**Consigne:**
Répondez, s'il vous plaît, à ces trois questions sur l'extrait ci-dessous consacré au représentant légal REEI.
1. En quelle année la disposition de la Loi sur les procurations de la Saskatchewan permettant de nommer des sociétés comme procureurs a-t-elle été adoptée ?
2. Quel programme de financement individualisé l'extrait cite-t-il en exemple ?
3. Combien de personnes l'agence évoquée par un membre du personnel dessert-elle ?

**Extrait présenté:**
********
Permettre aux bénéficiaires de nommer un organisme communautaire comme représentant légal REEI

La CDO estime qu’il n’est pas souhaitable que les adultes qui souffrent d’isolement social soient marginalisés encore davantage par l’indisponibilité de la famille et des amis. Nous sommes donc d’accord avec les intervenants qui affirment que les bénéficiaires d’un REEI devraient avoir le droit de nommer un organisme communautaire à titre de représentant légal REEI.

Il est fréquent que des organismes soient nommés comme fiduciaires pour le POSPH, le RPC et la SV, y compris les organismes communautaires, les organismes religieux et les maisons de soins de longue durée[276]. En Saskatchewan, la Loi sur les procurations permet la nomination de sociétés, autres que des sociétés de fiducie, comme procureurs en vertu d’une procuration. Cette disposition a été adoptée en 2002, après que la Law Reform Commission of Saskatchewan ait recommandé que la nomination de conseillers juridiques d’entreprise soit autorisée, de sorte que les groupes de revendication et les [traduction] « organismes à but non lucratif qui aident les adultes vulnérables » puissent agir comme procureurs[277]. En outre, les programmes de financement individualisé, comme Community Living British Columbia, autorisent habituellement des organismes à gérer les paiements directs d’un adulte[278].

Au cours d’une consultation avec les Agences ontariennes de soutien pour les personnes ayant des besoins spéciaux, les organismes qui fournissent des services institutionnels et de jour aux adultes handicapés partout en Ontario ont affirmé à la CDO qu’ils seraient disposés à devenir titulaires du REEI pour les populations qu’ils desservent. Certains de ces organismes agissent déjà comme fiduciaires du POSPH et sont payés par le gouvernement pour administrer un ensemble de services aux clients. Ils ont informé la CDO qu’ils voient le REEI dans le cadre d’une « approche globale » pour aider les personnes qui « n’ont personne d’autre »[279]. Un membre du personnel a signalé que parmi les 1 700 personnes que dessert une agence, [traduction] « la grande majorité serait des personnes qui n’auraient pas de famille ou d’amis de longue date[280] ». Pour ces adultes, [traduction] « c’est vraiment une question de relation avec les membres du personnel de leur agence »[281].
********
**Entrées fournies:**

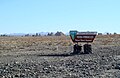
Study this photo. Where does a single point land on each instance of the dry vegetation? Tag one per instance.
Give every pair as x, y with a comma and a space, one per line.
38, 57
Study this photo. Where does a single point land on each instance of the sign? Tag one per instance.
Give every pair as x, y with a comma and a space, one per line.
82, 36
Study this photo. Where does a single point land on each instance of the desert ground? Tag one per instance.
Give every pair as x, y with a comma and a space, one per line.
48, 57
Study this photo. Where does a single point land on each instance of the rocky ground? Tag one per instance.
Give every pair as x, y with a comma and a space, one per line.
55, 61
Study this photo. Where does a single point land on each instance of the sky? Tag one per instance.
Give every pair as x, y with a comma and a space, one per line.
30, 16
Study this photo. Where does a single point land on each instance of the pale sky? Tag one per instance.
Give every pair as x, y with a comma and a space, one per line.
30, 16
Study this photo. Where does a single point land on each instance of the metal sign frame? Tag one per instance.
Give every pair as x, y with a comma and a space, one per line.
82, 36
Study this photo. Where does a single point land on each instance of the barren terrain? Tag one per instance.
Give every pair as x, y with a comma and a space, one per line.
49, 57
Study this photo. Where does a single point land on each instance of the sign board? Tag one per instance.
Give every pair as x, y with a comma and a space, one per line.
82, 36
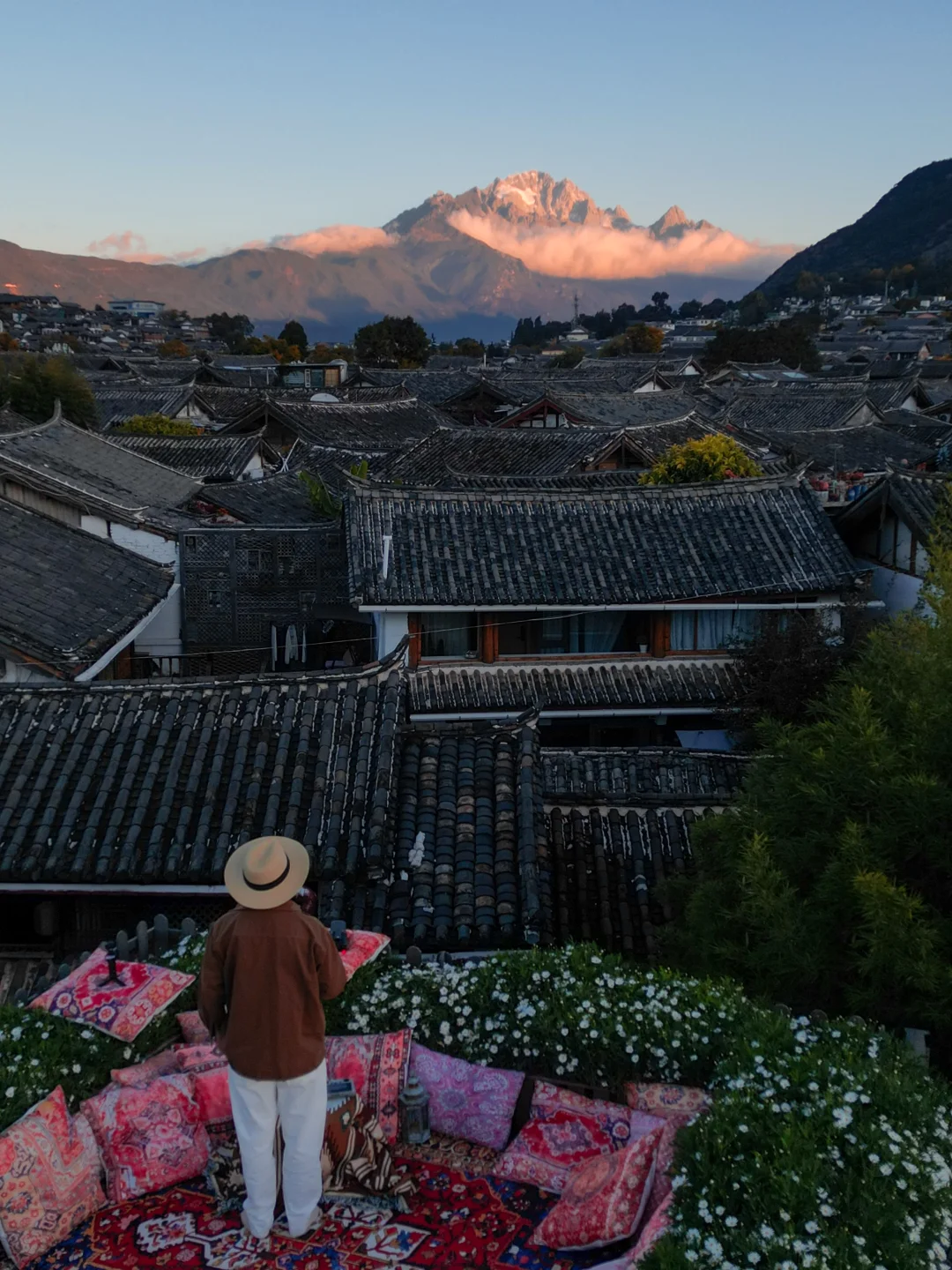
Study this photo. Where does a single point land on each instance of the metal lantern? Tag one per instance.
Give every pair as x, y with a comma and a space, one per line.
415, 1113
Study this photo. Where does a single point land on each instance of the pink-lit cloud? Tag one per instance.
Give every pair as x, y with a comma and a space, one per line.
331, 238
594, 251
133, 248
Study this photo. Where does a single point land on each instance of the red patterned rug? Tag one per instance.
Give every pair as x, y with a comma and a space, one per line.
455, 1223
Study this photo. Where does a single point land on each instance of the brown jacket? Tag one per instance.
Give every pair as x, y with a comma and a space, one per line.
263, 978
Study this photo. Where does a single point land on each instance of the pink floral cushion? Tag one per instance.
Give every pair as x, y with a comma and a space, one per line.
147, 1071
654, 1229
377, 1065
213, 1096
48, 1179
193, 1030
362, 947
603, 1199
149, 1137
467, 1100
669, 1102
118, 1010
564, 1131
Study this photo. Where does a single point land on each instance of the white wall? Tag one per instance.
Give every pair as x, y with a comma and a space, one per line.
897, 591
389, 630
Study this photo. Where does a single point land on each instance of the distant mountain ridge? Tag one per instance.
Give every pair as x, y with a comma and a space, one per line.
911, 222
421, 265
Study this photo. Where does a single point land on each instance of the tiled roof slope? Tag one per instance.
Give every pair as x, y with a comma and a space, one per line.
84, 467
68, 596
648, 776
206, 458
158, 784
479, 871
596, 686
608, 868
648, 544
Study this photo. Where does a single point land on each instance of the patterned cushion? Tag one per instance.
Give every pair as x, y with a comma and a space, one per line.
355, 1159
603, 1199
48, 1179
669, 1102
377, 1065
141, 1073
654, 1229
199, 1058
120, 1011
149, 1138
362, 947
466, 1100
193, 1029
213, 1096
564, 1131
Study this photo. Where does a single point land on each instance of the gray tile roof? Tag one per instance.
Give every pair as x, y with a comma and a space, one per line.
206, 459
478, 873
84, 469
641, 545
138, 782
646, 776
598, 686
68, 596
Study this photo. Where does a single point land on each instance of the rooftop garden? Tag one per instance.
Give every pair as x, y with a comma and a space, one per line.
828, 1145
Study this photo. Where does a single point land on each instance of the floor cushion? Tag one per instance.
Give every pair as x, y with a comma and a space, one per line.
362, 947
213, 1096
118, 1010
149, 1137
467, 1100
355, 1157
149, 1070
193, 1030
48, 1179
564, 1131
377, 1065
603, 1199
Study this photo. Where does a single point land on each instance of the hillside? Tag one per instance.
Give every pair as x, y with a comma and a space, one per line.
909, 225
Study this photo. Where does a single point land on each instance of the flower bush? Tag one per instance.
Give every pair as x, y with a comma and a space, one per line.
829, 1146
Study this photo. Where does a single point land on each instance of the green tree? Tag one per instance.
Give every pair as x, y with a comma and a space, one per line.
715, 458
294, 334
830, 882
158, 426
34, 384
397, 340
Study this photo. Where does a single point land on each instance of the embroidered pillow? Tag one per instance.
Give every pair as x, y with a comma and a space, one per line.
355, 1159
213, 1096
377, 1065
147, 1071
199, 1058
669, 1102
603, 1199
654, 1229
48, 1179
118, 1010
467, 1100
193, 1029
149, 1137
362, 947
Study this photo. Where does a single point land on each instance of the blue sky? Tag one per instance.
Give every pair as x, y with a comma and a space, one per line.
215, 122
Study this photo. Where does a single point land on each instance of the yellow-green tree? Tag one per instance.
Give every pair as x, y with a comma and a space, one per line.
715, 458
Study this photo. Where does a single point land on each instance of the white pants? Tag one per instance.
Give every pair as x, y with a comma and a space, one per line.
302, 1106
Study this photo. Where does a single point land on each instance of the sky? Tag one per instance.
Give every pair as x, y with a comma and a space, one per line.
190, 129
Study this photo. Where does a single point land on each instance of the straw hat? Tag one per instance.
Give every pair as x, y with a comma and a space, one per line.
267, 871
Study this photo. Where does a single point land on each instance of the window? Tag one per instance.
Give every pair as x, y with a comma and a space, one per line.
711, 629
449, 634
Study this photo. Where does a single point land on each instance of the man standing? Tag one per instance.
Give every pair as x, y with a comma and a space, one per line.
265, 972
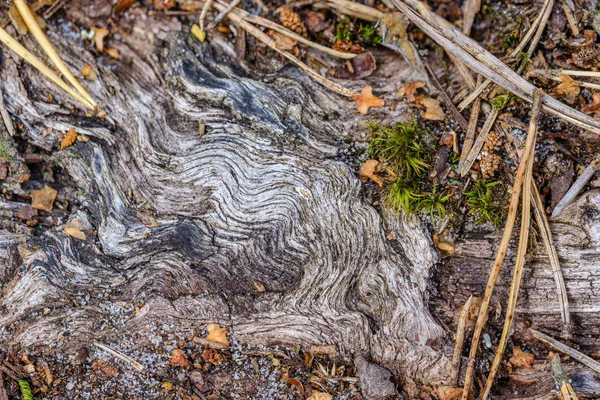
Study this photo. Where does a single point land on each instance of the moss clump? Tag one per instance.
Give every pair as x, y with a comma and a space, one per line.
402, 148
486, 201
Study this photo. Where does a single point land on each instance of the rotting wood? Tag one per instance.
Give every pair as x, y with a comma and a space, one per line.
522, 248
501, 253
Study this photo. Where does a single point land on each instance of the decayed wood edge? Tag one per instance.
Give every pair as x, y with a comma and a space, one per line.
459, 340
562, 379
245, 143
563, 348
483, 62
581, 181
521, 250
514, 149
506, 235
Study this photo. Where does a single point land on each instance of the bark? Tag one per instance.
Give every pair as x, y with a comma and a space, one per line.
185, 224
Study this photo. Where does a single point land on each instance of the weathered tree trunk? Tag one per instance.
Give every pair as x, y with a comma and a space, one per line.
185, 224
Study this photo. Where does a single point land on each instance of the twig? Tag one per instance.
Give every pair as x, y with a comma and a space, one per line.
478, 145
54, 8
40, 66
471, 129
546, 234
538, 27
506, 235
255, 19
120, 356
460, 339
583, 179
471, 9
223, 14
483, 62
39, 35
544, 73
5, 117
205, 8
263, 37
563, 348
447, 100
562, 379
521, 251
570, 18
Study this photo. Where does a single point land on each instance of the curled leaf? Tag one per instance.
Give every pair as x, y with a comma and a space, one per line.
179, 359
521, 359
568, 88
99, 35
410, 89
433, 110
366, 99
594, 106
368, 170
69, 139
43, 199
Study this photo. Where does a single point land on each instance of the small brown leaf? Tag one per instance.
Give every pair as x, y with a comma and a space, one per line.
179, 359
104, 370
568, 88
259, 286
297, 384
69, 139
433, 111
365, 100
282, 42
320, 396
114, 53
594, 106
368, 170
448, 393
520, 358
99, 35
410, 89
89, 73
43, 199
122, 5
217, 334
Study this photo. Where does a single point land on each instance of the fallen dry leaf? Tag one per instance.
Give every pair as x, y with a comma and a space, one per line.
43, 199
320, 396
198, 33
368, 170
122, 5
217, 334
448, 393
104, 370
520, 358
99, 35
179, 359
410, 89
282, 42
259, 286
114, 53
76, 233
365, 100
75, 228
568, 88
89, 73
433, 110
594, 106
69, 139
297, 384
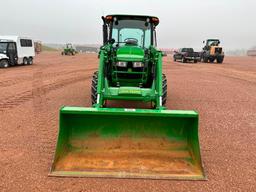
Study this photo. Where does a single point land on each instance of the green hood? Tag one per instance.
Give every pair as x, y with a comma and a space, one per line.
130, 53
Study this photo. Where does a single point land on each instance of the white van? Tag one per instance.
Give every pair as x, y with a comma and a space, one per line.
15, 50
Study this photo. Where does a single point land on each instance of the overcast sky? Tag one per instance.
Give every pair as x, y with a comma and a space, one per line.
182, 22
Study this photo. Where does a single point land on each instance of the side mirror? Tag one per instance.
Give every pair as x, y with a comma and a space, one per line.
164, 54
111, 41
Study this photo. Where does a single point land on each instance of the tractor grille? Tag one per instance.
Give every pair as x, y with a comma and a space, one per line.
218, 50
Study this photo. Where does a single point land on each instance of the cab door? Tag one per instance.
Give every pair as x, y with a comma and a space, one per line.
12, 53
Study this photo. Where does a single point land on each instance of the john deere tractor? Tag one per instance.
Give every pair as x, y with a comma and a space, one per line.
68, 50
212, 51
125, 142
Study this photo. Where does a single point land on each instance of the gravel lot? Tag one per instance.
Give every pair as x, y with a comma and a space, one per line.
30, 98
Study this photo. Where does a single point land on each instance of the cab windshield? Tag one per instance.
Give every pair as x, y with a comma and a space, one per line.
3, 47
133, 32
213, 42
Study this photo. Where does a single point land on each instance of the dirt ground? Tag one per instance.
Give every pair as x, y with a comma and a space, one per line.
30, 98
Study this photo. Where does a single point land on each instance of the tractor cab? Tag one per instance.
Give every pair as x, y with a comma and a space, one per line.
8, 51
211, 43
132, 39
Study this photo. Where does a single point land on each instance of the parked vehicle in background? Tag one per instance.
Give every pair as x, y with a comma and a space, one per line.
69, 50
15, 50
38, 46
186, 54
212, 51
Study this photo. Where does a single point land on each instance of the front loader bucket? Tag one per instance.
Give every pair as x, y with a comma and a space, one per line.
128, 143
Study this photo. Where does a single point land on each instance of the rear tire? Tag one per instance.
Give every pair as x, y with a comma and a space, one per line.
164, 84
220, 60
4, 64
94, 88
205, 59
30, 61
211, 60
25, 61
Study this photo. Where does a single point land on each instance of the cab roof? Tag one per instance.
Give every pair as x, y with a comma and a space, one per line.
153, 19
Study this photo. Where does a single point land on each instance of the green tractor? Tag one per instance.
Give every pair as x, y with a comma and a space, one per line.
********
**Réponse rédigée:**
1. En 2002.
2. Community Living British Columbia.
3. 1 700 personnes.